◆ ACTIONS TO TAKE:
a) In the passage on CBT, who coined the term "behavior modification," and in what year?
b) Name every individual person mentioned in the passage on CBT.
c) Proceed with the passage on CBT, picking up right after its final sentence.

◆ DOCUMENT SECTION:
CBT is a combination of cognitive therapy and behavioral therapy. Cognitive therapy was developed by psychologist Albert Ellis and psychiatrist Aaron Beck during the 1950s and 1960s, and is based upon the cognitive model of behavior, which holds that thoughts, feelings and behavior are connected, and that inaccurate thinking, distressing feelings and unhelpful behavior can be identified, analyzed and changed to help people overcome difficulties. This is done by working collaboratively with a therapist to identify patterns of thinking that are distorted or incorrect and to test and modify beliefs about people and situations. The therapist helps the patient or client identify errors or distortions of thinking about situations and people that can lead to incorrect beliefs about them and inappropriate behaviors in response to those beliefs. Behavioral therapy is descended from some ancient philosophical traditions, but took modern form in the ideas of Edward Thorndike, who coined the term "behavior modification" in 1911, and B.F. Skinner and his school, who showed that almost any kind of behavior could be changed with repeated practice. CBT uses cognitive techniques to identify thoughts and feelings that cause distress and when acted upon can cause problematic behavior, and helps people think about them differently, as well as behavioral methods to train people in different and more effective ways to respond to difficult situations. The method can thus help to change moods and thoughts which are distressing and to change behavioral actions based on these moods and thoughts that can cause problems.

◆ AVAILABLE DATA:
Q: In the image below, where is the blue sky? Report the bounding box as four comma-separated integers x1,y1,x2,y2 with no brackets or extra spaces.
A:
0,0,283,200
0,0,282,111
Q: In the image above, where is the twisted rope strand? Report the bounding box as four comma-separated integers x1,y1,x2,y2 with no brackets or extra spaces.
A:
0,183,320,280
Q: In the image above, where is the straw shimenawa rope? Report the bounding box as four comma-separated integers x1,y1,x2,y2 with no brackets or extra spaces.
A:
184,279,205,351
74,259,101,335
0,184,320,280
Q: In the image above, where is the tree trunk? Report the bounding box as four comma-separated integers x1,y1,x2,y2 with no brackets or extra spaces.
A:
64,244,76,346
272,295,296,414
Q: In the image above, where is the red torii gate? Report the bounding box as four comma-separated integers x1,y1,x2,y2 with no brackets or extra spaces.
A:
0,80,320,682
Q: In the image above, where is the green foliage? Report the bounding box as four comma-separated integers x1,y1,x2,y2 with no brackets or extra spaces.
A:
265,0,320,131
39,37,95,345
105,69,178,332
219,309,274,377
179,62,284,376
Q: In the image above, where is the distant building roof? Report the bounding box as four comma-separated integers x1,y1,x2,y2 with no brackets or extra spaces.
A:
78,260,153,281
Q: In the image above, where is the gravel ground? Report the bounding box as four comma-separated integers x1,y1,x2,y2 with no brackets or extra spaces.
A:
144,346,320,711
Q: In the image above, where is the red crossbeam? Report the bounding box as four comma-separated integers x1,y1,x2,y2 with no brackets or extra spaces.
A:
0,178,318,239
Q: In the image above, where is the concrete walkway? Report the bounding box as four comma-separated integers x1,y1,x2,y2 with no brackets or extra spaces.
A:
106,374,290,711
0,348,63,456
---
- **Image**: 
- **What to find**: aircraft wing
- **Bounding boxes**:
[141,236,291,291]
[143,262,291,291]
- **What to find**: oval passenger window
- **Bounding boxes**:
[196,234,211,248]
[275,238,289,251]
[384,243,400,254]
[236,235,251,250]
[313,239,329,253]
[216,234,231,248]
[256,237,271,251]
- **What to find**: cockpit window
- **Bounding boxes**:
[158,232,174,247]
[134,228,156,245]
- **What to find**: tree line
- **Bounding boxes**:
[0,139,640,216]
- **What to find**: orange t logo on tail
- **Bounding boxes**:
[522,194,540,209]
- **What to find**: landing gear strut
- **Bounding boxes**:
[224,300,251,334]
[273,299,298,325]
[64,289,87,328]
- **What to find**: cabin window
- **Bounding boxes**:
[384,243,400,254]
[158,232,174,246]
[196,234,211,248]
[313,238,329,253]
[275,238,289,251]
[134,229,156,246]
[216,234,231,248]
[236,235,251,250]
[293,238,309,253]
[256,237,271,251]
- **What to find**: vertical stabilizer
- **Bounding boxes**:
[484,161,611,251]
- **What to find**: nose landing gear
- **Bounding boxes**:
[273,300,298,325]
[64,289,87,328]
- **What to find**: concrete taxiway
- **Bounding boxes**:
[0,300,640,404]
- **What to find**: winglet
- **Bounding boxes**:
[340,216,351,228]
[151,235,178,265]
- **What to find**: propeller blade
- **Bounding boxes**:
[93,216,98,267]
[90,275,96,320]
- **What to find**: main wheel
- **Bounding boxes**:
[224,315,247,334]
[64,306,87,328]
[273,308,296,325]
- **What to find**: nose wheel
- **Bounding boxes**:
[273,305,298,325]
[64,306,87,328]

◆ TASK ANSWERS:
a) Edward Thorndike, in 1911.

b) Albert Ellis, Aaron Beck, Edward Thorndike, B.F. Skinner

c)
There are several different techniques for CBT. Brief CBT is designed to be carried out in several sessions totaling 12 hours or less, and is intended to deal with crises. This is particularly helpful in military situations, during medical hospitalizations and for the prevention of threatening suicide. Cognitive emotional behavioral therapy is a more extended version of CBT, developed first for eating disorder patients but now used for many other conditions: patients or clients learn to evaluate why they experience distress and to reduce the need for dysfunctional behaviors like starving, binging, purging and abusing substances. It is sometimes used as a "pretreatment" regimen for depression, anxiety and obsessions or compulsions. Most people take part in structured CBT, in which thoughts and feelings are analyzed, alternative behaviors in response to these thoughts and feelings are then identified and replacing the old problem behaviors with new and more effective ones is finally practiced. This is designed to get individuals to specific goals within a specific period of time.

There are many controlled trials in which the effectiveness of CBT is compared to some other treatment for depression or to the condition of treated patients before they began CBT. These have usually demonstrated a significant difference with CBT, and have not shown the incidence of side effects and treatment discontinuation that the various antidepressant medications have, even though drug treatment is effective, too. CBT compares favorably in effectiveness and cost to most other techniques of psychotherapy, particularly the traditional forms of psychoanalysis. CBT is usually done with benefit in face-to-face sessions with a therapist, but can be done by telephone and computer with demonstrable benefit. No significant side effects or problems have been identified with CBT. The practice guidelines for depression treatment issued in 2010 by the American Psychiatric Association classify CBT as a first-line psychotherapy technique that is effective and safe.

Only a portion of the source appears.